> [Fragmento proporcionado]:

El tema del pishtaco ya es tratado desde diferentes disciplinas, así hay muchos pishtaquistas que analizan el fenómeno del pishtaquismo no sólo del Perú. Y los neologismos también se asoman provocadores, ¿verdad?

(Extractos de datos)
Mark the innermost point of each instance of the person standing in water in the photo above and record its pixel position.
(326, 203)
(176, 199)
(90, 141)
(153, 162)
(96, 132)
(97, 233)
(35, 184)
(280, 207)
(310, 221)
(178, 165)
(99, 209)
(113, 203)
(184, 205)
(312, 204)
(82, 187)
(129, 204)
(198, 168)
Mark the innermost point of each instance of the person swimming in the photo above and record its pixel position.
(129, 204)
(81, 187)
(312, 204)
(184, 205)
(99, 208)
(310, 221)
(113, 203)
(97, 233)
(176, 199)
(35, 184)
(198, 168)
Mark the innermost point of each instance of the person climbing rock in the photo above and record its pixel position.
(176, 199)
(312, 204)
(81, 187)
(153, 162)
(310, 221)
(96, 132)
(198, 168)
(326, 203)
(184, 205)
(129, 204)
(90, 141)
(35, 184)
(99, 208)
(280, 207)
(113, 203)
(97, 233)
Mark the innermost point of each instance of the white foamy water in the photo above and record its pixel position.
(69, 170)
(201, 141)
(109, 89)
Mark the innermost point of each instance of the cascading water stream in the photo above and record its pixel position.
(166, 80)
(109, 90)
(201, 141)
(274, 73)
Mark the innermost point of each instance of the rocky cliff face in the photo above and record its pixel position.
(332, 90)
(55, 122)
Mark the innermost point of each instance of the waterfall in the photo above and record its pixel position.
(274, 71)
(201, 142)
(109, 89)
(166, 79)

> [Uso de información]:
(a) Según el fragmento sobre el pishtaco, ¿desde dónde se trata ya el tema del pishtaco?
(b) Copia de nuevo el fragmento sobre el pishtaco. Empieza en las palabras "El tema del" y termina después de "asoman provocadores, ¿verdad?". En esa parte, sustituye "disciplinas" por "perspectivas".
(c) Según el fragmento sobre el pishtaco, ¿por qué hay muchos pishtaquistas?
Las filas son un material aparte del fragmento.

> [Respuestas a tareas]:
(a) Desde diferentes disciplinas.

(b)
El tema del pishtaco ya es tratado desde diferentes perspectivas, así hay muchos pishtaquistas que analizan el fenómeno del pishtaquismo no sólo del Perú. Y los neologismos también se asoman provocadores, ¿verdad?

(c) Hay muchos pishtaquistas porque el tema del pishtaco ya se trata desde diferentes disciplinas. Estos pishtaquistas analizan el fenómeno del pishtaquismo, y no sólo el del Perú.